*** RECORDS TO USE ***

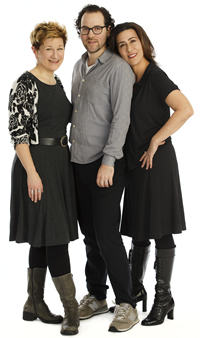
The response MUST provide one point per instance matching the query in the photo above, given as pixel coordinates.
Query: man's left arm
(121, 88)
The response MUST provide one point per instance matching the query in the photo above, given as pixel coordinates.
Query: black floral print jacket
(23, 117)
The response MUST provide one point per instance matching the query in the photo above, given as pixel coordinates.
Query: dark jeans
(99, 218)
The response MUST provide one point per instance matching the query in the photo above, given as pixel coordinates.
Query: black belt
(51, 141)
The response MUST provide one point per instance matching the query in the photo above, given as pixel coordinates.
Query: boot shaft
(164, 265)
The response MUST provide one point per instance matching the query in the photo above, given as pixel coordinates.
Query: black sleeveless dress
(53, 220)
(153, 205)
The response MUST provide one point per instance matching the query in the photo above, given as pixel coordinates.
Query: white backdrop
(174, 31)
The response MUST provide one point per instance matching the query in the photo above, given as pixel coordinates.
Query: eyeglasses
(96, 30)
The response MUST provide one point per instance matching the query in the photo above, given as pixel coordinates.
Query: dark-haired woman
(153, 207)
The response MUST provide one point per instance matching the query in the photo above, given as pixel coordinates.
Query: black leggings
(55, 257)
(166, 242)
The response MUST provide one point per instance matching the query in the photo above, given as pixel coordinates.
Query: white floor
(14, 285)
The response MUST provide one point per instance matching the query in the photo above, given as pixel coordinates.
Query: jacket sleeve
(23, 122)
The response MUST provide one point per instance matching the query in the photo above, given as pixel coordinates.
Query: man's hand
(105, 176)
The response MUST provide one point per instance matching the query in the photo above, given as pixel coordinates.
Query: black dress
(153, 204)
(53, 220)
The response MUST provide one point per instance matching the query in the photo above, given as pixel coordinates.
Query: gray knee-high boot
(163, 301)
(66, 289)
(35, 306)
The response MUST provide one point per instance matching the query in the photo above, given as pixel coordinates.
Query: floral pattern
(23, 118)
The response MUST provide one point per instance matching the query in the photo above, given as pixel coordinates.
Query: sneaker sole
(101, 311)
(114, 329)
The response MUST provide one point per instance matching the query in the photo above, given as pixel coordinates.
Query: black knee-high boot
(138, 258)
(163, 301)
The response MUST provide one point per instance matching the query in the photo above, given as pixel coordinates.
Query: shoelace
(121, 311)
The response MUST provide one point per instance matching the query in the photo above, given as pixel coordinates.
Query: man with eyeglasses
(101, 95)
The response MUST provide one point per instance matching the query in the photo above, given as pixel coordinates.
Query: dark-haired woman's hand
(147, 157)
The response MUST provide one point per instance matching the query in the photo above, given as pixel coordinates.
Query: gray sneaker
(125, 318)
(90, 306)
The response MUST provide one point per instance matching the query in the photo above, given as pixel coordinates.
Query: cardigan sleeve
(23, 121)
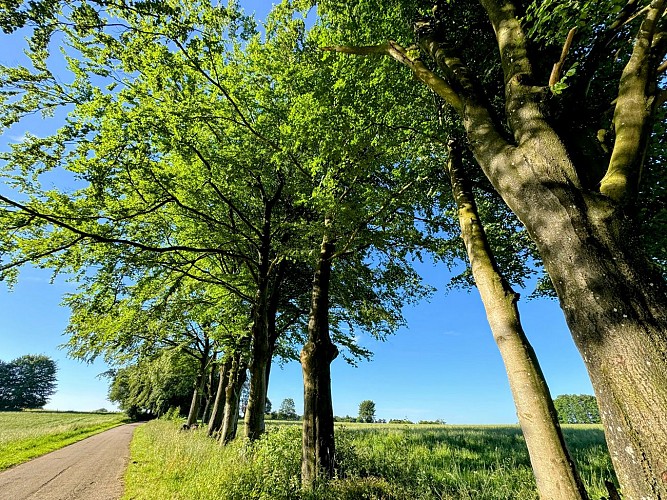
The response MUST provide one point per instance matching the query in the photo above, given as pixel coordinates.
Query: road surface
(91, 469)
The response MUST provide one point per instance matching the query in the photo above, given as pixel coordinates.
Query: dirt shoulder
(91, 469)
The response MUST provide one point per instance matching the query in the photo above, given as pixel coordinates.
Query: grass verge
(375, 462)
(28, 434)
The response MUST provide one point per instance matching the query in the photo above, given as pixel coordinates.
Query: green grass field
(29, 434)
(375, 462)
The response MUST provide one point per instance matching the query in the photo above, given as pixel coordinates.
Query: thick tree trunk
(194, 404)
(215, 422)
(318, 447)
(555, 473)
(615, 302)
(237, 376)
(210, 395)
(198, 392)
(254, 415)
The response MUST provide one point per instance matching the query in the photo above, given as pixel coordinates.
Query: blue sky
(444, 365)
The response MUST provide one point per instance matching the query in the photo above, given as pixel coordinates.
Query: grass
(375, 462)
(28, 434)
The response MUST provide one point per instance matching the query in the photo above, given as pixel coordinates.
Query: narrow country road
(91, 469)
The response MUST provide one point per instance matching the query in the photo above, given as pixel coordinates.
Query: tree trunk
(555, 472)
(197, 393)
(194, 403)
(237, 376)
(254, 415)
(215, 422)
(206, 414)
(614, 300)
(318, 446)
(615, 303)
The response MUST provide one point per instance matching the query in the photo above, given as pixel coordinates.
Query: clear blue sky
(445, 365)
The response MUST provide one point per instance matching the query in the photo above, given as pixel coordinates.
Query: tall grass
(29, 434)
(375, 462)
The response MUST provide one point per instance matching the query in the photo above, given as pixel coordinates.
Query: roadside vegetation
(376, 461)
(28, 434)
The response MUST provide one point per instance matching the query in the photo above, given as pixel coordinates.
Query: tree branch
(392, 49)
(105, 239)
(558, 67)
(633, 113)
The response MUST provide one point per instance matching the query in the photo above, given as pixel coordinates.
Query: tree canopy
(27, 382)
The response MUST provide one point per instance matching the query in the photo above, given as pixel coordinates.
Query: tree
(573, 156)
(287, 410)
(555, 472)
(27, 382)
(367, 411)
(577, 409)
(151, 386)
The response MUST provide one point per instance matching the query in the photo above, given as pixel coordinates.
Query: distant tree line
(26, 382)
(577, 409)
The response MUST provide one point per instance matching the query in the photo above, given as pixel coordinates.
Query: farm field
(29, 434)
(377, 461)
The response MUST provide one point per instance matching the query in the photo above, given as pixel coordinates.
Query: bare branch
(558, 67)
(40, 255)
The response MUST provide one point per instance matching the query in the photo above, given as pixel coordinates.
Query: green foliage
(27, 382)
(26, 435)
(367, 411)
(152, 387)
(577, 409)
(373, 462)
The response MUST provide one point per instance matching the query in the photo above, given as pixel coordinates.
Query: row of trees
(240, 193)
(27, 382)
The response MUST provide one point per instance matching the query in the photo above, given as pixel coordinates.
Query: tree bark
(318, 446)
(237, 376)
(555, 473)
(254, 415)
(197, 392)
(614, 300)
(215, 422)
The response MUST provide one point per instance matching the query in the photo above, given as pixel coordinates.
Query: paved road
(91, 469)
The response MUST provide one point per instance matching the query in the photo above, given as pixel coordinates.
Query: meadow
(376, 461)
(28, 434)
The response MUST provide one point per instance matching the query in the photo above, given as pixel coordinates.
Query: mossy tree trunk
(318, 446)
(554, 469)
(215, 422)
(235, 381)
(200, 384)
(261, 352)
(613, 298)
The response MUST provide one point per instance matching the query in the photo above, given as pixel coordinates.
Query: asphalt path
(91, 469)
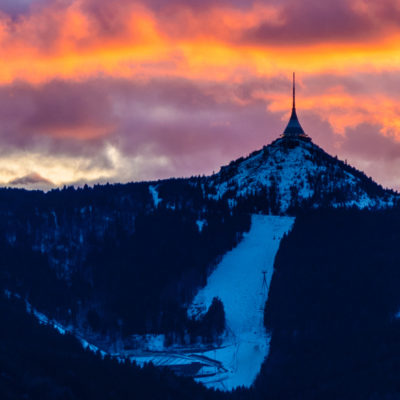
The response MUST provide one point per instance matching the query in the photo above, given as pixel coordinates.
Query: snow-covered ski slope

***

**ABOUT THIS EXERCISE**
Minus its pictures, the full listing should be copied verbatim.

**RESPONSE**
The response MUST provide one point per instance matching the query in the photo above, given as pixel coordinates.
Query: man's left arm
(121, 88)
The response MUST provide one point per instance matching the query in the photo above, given as pixel coordinates.
Query: black floral print jacket
(23, 117)
The response MUST provide one point per instance matching the query in the photo above, given as pixel coordinates.
Query: dark jeans
(99, 218)
The response MUST provide one point per instance matching the query in the photo above, given as pixel coordinates.
Query: black belt
(51, 141)
The response MUST provide one point per instance matching the query in the photo above, given as pixel coordinates.
Query: boot shaft
(164, 265)
The response MUST provide one point per instance matching the query in the photo above, given as pixel coordinates.
Query: black sleeveless dress
(53, 220)
(153, 205)
The response MUST provide one point per instance matching the query in the photo above, given as pixel coordinates.
Query: white backdrop
(174, 31)
The response MUST provide one point per instance matching the query in the photo above, given as pixel coordinates.
Query: eyeglasses
(96, 30)
The response MUST provide one point per instance matching the query in the photo above, given as pixel coordinates.
Query: dark-haired woman
(153, 207)
The response MUST provide one point per instance matching the query in the photo above, given as pixel coordinates.
Query: black leggings
(55, 257)
(166, 242)
The response MUST provide one point per instance matching the query in the photo above, given as pixel coordinates.
Query: white floor
(14, 285)
The response MUST provide one point per instance matching the query in the photo above, given as pixel coordinates.
Query: jacket sleeve
(23, 122)
The response MUST provide one point per instance matching the query in the photo above, given as pixel coordinates.
Query: man's hand
(105, 176)
The response MUST provide one point per instance matching the query in the photo above, given as pixel coordinates.
Query: black dress
(153, 204)
(53, 220)
The response MUST provide one point per instance matching the query in the photo above, given as pixel coordinates.
Query: gray knee-high boot
(163, 301)
(66, 289)
(35, 306)
The response MUST provide one point per instance matching the query in the photo above, given as pixel coordinates.
Query: floral pattern
(23, 118)
The response MUST provide one point per instance matching the query in the photo above, given as pixel coordinates.
Query: sneaker sole
(101, 311)
(114, 329)
The response MUST provide one point per instance matching the query in the photo above, given as pixel coordinates.
Query: black knee-high boot
(138, 258)
(163, 301)
The response MUST provide one point per instance matching the query in the photo above, given as pixel coordinates.
Query: shoelace
(121, 311)
The response MUST provide one point per instance matching the query in the photo above, given as pixel coordinates.
Query: man with eyeglasses
(101, 95)
The response MUST provide one point per instance matching the query in the photo above, given as pixel coordinates.
Query: dark-haired woman's hand
(147, 157)
The response MUST provide one point per instance matching the query in the photo above, given as pixel coordinates.
Query: gray sneaker
(125, 318)
(90, 306)
The response MUST provide one point per instance matching the query in the photo above, given as pixel coordinates.
Query: cardigan sleeve
(23, 121)
The response MUST provide one point per instance matching the query in the photo above, given as pixel coordinates.
Query: road surface
(91, 469)
The response MUST provide one point per instance matching the query in the photo above, given as pixel coordinates.
Query: dirt shoulder
(91, 469)
The response MUST provide one point per instance matching the query in the photo above, given as pixel coordinates.
Query: grass verge
(375, 462)
(28, 434)
The response MUST provide one point per instance matching the query in the photo above, given as pixel coordinates.
Query: green grass field
(29, 434)
(375, 462)
The response MUST provide one point per instance matching the query in the photo above, given as pixel coordinates.
Query: thick tree trunk
(194, 404)
(215, 422)
(318, 447)
(555, 473)
(615, 302)
(237, 376)
(210, 395)
(198, 392)
(254, 415)
The response MUST provide one point per instance matching the query in the photo above, given as pixel coordinates.
Query: blue sky
(444, 365)
The response MUST provide one point per instance matching the query in the photo above, given as pixel coordinates.
Query: grass
(375, 462)
(28, 434)
The response MUST provide one point per instance matching the query in the photo above, given as pixel coordinates.
Query: narrow country road
(91, 469)
The response MUST provide one point per instance matching the query in the photo above, given as pixel coordinates.
Query: tree trunk
(555, 472)
(197, 393)
(194, 403)
(237, 376)
(254, 415)
(215, 422)
(206, 414)
(614, 300)
(318, 446)
(615, 303)
The response MUST provide one point per instance matching the query in the photo above, given as pixel coordinates.
Query: clear blue sky
(445, 365)
The response MUST provide one point per instance matching the query in the photo above, given as pixel coordinates.
Query: tall grass
(29, 434)
(375, 462)
The response MUST provide one point per instance matching the query in the photo above, given as pixel coordinates.
Query: roadside vegetation
(376, 461)
(28, 434)
The response MUST provide one point per instance matching the query in the photo above, given as pixel coordinates.
Query: tree branch
(392, 49)
(105, 239)
(558, 67)
(633, 113)
The response MUST provide one point per instance matching the query in the photo above, given as pixel coordinates.
Query: tree canopy
(27, 382)
The response MUST provide one point per instance matching the query in the photo above, given as pixel coordinates.
Query: tree
(573, 156)
(287, 410)
(555, 472)
(27, 382)
(367, 411)
(577, 409)
(151, 386)
The response MUST provide one point per instance matching the query in the photo above, given as pixel coordinates.
Query: distant tree line
(26, 382)
(577, 409)
The response MUST provide one point per instance matching the query in the photo above, given as pixel coordinates.
Query: farm field
(29, 434)
(377, 461)
The response MUST provide one point per instance matching the query in the photo above, given as pixel coordinates.
Query: bare branch
(558, 67)
(40, 255)
The response MUST provide one point per instance matching the query in the photo above, given as pixel coordinates.
Query: green foliage
(27, 382)
(26, 435)
(367, 411)
(152, 387)
(577, 409)
(373, 462)
The response MUST provide one point per instance matching the query in the photo above, given as pixel coordinates.
Query: row of trees
(240, 193)
(27, 382)
The response MUST provide one point per instance matching the query in the photo above, given as pixel coordinates.
Query: tree bark
(318, 446)
(237, 376)
(555, 473)
(254, 415)
(197, 392)
(614, 300)
(215, 422)
The response MUST provide one point per instance matching the query in the photo above, given as pixel coordinates.
Query: paved road
(91, 469)
The response MUST provide one point per instance matching the query in the photo above, given as pixel coordinates.
Query: meadow
(376, 461)
(28, 434)
The response MUST provide one point per instance matching the query in the photo above, given as pixel coordinates.
Query: mossy tree trunk
(318, 446)
(554, 469)
(215, 422)
(235, 381)
(200, 384)
(261, 352)
(613, 298)
The response MUST provide one point per instance matching the query in the photo above, given as pixel coordinates.
Query: asphalt path
(91, 469)
The response MUST provide one point per instance matching the query in the photo above, given as pixel coordinates.
Query: snow-covered ski slope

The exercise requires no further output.